SET TASK: Rewrite the items from the line containing "Indicate every instance of the man wearing red" through the end of the items, inclusive, with the requests unchanged. Multiply every pixel coordinate in the answers by 1.65 and round each result to a whole number, rounding halves up.

--- Start STORED DATA ---

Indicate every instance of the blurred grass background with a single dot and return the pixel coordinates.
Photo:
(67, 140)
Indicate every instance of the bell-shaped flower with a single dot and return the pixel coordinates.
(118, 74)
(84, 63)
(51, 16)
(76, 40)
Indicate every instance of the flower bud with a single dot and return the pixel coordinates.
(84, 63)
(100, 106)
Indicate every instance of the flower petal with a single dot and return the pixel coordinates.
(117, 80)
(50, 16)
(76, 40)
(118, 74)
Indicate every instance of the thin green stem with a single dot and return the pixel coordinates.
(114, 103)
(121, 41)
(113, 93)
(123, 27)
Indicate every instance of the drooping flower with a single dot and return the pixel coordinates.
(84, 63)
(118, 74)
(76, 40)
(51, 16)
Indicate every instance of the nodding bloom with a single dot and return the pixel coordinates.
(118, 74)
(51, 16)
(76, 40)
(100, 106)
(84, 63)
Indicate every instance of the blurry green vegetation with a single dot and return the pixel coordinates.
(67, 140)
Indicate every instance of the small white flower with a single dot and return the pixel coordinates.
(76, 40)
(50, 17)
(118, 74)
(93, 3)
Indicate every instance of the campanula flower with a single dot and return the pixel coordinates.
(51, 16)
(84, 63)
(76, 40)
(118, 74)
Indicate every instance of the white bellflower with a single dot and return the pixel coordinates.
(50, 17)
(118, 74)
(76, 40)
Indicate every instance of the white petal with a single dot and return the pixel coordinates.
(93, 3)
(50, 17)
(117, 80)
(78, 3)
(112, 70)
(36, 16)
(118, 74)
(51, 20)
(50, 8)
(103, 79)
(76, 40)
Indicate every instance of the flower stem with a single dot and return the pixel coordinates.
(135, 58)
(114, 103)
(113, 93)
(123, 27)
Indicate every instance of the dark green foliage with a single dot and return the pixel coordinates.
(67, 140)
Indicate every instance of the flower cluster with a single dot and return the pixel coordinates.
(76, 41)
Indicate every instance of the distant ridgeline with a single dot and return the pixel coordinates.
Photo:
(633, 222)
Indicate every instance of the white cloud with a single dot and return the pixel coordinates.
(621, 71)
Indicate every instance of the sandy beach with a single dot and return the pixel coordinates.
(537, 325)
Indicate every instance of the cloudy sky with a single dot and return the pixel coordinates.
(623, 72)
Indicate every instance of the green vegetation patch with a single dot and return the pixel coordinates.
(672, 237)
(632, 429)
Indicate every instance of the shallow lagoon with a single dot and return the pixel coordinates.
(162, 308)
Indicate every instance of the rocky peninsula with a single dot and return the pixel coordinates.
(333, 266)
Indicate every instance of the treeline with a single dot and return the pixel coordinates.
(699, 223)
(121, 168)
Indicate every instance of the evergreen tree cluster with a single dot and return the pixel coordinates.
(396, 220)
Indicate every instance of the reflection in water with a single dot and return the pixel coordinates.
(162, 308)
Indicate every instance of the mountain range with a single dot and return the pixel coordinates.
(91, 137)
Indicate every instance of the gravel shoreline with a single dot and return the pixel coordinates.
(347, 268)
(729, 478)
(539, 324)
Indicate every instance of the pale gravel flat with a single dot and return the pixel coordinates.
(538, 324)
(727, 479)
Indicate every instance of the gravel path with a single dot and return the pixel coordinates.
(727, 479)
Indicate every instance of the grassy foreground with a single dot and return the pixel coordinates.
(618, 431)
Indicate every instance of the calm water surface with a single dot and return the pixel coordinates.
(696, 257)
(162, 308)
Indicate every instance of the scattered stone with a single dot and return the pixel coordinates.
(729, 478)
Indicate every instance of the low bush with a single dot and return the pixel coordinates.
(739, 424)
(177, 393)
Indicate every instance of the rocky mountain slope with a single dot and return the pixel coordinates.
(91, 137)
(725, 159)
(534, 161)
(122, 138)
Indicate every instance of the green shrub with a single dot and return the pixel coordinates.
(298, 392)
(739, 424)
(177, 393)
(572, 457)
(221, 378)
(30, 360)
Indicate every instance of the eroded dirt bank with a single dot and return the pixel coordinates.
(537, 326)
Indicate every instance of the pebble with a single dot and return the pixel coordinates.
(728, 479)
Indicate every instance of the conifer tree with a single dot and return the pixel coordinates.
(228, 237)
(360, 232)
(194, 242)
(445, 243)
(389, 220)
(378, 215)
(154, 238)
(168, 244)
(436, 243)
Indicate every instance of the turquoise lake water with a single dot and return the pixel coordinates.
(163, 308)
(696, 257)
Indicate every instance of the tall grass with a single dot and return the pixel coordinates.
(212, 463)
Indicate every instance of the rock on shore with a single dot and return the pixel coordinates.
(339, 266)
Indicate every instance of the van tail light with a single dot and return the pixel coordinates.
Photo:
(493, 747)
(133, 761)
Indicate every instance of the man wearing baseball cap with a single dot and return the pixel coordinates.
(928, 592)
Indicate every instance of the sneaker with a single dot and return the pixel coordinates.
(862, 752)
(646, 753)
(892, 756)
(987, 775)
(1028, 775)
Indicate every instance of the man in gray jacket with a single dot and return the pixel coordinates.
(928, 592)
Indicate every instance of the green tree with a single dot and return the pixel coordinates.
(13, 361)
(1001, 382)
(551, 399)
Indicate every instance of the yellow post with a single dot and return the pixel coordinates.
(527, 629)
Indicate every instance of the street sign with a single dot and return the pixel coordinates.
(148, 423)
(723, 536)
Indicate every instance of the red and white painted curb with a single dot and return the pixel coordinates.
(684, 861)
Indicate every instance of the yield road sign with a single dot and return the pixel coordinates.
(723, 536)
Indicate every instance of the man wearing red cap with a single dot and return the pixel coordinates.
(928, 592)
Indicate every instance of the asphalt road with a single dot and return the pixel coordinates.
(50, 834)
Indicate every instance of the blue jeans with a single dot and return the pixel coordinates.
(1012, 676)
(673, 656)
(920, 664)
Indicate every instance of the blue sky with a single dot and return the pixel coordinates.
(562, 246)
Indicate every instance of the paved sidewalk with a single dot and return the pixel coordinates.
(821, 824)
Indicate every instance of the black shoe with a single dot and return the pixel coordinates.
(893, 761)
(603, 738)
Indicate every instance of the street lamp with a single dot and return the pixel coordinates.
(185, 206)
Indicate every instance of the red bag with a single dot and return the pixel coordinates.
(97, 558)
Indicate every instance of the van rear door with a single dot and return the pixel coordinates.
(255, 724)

--- End STORED DATA ---

RESPONSE TO THE TASK:
Indicate every instance of the man wearing red cap with a single dot and return the pixel coordinates.
(1531, 977)
Indicate every instance of the asphalt road with a single dot and return the pixel coordinates.
(83, 1376)
Indicate every instance of the blue jeans with a single dot and return the pixel coordinates.
(1670, 1115)
(1110, 1082)
(1518, 1096)
Indicate every instance of the blue sky with a single dot and return the pixel coordinates.
(927, 406)
Indicate every instance of the paved sidewalk with a single dot and return the pixel coordinates.
(1355, 1360)
Indicate every instance of the black shoe with a single dot and return the pixel coordinates.
(1473, 1256)
(995, 1218)
Indicate every instance of the street lamp with a single dot and return the pixel coordinates.
(305, 340)
Indicate every instance of the red bag with a single dot and return the pixel coordinates.
(160, 921)
Indicate every instance of the van rear door with a single dot and return the pixel coordinates.
(421, 1195)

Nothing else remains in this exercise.